PAGE TEXT:
Performance Tests

After the commissioning of No. 9 it was felt that there was a lot to be gained by scientific testing of the improved locomotive and, by comparing it with Nos. 7 & 8, to see in detail what we had achieved and what could be improved further.

Dynamometer trials

A group of engineers, John Scott, Julian Stow and Peter Mintoft, who are all volunteers on the Talyllyn Railway and had carried out instrumented trials there, kindly agreed to help us. During the spring of 2004, in two separate test sessions, they successfully recorded a mountain of data for which we are greatly indebted.

Test team Julian Stow, Peter Mintoft and John Scott worked in inhospitable winter conditions to record test data for 'Mark Timothy' and Nos. 7 & 8 and vast amounts of 'gaffer tape' were used to prevent the ingress of damp into sensitive electronic equipment and connectors.

Photo Alan Richardson

Test team Julian Stow, Peter Mintoft and John Scott

On the day of the first test it snowed, obliterating both the landscape and track which made conditions less than ideal for mounting sensitive electronic instrumentation on the locomotives! All the external electrical connectors had to be put in plastic bags and taped up to prevent short circuits and with leads held on by gaffer tape festooned everywhere, we prepared for the first trial. Pressure transducers were connected to the smokebox, to measure the vacuum, and sequentially to both the front and rear cylinder drain cock ports, to measure the cylinder pressure continuously. A linear transducer coupled to the crosshead, simultaneously recorded the cylinder position and a special coupling, containing a strain gauge, enabled us to record drawbar pull.

STORED DATA:

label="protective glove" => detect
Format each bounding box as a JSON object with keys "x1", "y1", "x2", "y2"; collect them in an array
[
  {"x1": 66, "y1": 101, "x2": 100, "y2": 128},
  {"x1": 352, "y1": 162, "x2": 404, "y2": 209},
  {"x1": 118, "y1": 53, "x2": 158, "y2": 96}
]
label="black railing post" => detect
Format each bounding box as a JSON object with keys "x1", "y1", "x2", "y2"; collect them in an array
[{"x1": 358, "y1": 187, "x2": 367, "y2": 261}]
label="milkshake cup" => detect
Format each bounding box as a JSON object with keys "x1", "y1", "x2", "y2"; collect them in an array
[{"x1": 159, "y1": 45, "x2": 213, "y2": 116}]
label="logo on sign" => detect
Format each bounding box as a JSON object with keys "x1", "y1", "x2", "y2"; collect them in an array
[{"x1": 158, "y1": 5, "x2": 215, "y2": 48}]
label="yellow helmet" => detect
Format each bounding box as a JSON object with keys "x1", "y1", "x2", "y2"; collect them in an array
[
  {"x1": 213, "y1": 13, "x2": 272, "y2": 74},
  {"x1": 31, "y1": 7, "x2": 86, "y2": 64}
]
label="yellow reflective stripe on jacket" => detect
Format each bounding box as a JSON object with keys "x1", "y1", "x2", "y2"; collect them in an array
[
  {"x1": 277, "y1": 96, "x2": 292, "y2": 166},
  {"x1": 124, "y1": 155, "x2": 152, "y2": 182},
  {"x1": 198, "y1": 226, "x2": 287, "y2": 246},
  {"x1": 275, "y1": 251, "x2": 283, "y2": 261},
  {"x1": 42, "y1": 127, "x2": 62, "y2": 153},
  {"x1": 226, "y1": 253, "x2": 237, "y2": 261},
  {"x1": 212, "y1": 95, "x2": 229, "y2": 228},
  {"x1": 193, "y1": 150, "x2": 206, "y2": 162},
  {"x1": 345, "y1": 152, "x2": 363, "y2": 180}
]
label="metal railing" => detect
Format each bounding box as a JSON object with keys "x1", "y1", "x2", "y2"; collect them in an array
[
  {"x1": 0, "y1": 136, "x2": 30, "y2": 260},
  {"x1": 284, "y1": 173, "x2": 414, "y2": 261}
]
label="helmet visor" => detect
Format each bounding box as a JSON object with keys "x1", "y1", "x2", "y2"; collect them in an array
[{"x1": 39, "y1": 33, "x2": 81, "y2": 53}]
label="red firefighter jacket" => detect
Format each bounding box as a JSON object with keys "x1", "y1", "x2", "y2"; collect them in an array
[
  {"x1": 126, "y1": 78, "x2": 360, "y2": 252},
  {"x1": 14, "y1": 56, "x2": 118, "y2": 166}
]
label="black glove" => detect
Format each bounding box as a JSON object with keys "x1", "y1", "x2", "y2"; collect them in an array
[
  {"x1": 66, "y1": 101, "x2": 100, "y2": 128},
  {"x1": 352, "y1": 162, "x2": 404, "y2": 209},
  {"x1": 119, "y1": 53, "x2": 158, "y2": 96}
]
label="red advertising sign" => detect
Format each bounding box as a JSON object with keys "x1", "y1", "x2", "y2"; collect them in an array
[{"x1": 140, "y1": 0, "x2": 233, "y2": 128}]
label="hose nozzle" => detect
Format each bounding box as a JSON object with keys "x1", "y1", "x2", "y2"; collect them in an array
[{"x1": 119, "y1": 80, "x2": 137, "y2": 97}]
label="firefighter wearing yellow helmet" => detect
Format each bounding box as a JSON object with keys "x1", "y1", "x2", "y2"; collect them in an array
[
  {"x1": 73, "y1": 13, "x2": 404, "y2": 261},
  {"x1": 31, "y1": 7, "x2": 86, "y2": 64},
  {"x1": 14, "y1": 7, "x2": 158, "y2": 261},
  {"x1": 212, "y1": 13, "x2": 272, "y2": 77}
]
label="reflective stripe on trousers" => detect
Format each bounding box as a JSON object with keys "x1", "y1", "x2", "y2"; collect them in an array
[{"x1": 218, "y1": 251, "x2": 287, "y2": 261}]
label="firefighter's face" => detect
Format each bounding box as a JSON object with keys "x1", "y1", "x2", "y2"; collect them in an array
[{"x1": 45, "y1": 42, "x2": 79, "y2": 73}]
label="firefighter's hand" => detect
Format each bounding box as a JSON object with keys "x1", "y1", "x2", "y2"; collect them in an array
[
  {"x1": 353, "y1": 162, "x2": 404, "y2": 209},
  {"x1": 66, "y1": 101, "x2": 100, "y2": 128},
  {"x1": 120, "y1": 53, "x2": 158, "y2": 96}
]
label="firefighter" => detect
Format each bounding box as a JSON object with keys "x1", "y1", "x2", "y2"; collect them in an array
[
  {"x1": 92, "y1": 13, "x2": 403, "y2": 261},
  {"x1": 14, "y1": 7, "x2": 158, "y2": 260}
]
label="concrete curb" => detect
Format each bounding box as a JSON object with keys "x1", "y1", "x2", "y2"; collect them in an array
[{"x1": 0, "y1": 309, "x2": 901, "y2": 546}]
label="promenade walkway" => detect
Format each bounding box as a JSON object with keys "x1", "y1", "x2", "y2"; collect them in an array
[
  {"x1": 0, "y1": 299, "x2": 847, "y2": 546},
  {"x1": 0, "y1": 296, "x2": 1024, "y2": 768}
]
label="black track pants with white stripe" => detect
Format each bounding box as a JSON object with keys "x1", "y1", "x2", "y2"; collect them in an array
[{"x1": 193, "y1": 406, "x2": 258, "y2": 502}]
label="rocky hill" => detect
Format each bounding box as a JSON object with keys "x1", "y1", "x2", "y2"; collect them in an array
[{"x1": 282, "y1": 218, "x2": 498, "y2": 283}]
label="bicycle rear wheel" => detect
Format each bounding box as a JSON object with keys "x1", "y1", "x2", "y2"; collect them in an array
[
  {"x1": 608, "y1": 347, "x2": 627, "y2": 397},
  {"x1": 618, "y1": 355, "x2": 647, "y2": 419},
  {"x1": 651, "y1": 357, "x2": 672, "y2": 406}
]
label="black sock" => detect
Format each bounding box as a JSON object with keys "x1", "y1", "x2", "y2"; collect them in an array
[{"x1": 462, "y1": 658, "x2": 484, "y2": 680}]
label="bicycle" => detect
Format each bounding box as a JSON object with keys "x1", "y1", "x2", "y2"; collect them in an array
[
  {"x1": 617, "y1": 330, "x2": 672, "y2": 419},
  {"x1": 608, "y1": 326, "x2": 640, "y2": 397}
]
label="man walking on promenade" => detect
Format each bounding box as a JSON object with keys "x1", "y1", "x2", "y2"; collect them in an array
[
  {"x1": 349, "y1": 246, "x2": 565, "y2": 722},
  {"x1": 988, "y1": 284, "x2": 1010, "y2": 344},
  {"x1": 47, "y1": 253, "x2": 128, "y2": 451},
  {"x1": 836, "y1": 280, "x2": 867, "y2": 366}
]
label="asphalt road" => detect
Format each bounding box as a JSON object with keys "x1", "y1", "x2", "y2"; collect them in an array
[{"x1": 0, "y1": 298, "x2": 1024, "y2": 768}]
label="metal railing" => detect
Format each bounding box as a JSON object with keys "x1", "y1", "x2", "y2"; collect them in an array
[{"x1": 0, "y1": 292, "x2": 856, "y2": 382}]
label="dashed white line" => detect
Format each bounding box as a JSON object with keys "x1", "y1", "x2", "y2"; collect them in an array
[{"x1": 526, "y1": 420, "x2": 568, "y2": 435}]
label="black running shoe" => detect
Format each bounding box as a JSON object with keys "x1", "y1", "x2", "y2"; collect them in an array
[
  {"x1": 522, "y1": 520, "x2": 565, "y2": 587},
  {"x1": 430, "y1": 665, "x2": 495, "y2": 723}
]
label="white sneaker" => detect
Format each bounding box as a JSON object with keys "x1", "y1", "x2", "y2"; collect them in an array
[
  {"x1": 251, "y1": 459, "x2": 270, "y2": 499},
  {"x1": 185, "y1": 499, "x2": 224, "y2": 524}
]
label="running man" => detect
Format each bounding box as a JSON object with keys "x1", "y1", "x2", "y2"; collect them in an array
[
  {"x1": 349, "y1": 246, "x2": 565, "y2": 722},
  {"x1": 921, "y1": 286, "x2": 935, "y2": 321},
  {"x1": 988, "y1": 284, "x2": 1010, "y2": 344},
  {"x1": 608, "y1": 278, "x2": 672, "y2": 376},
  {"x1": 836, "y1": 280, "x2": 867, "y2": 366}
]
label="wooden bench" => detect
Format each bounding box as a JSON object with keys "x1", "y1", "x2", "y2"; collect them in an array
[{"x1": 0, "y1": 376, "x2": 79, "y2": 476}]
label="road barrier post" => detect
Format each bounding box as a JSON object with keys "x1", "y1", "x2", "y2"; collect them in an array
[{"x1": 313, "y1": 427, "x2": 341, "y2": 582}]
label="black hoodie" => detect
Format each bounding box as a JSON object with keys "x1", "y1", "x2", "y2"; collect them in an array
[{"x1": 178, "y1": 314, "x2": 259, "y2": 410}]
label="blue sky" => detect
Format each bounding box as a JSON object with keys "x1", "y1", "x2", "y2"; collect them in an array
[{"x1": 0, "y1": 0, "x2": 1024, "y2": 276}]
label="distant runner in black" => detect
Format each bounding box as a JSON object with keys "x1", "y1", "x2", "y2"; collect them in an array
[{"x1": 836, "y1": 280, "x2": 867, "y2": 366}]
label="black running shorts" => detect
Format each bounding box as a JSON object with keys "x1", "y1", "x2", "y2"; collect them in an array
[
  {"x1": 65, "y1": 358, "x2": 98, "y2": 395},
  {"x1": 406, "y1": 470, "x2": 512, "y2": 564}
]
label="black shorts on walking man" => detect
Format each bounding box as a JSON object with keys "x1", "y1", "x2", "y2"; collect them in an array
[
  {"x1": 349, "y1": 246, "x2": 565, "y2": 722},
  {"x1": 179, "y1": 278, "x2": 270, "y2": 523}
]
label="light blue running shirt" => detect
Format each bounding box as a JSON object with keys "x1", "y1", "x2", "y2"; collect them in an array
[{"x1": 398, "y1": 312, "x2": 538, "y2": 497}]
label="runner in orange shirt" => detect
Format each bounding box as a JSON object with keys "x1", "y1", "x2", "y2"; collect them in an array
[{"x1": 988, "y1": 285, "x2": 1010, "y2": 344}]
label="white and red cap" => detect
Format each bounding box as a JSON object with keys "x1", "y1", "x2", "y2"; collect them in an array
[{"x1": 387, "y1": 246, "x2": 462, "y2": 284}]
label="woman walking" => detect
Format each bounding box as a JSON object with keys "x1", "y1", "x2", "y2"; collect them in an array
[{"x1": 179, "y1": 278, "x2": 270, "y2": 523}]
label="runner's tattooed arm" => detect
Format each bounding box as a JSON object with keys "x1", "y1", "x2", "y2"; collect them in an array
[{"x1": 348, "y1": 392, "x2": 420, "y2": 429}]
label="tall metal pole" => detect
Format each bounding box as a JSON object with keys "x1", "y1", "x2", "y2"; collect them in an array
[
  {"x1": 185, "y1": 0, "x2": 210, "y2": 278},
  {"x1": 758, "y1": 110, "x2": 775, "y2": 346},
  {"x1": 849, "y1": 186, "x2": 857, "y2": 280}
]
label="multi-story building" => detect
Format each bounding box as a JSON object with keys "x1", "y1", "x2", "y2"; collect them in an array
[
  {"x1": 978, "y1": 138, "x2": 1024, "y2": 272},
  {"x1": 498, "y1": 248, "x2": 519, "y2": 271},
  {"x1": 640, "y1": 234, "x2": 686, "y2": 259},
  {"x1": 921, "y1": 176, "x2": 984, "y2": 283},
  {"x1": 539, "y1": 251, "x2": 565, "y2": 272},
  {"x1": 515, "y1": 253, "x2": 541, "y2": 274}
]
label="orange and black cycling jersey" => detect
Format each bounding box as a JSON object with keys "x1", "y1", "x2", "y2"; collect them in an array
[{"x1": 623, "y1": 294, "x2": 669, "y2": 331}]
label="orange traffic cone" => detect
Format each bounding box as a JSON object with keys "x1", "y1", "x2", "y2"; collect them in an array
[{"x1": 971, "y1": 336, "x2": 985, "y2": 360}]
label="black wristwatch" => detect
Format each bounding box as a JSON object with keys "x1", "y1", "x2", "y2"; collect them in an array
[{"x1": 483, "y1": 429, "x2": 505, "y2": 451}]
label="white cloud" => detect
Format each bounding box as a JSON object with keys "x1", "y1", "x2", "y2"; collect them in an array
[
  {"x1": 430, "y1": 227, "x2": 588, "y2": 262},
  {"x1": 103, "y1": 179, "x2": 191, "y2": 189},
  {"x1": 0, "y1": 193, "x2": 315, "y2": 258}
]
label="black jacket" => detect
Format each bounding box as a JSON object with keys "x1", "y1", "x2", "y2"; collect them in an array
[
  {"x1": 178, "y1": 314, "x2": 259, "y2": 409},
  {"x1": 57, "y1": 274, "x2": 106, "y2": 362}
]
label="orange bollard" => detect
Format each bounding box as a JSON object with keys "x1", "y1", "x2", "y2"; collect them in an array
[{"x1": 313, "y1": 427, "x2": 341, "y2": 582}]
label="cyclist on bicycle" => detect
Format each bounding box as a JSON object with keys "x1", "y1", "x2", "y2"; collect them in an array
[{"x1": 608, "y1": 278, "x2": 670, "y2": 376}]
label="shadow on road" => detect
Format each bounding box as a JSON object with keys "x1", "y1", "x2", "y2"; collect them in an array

TASK TO COMPLETE:
From the performance tests text, list every quantity that the instrumentation fitted to the locomotives for the first trial was used to measure or record.

TASK OUTPUT:
- Smokebox vacuum
- Cylinder pressure
- Cylinder position
- Drawbar pull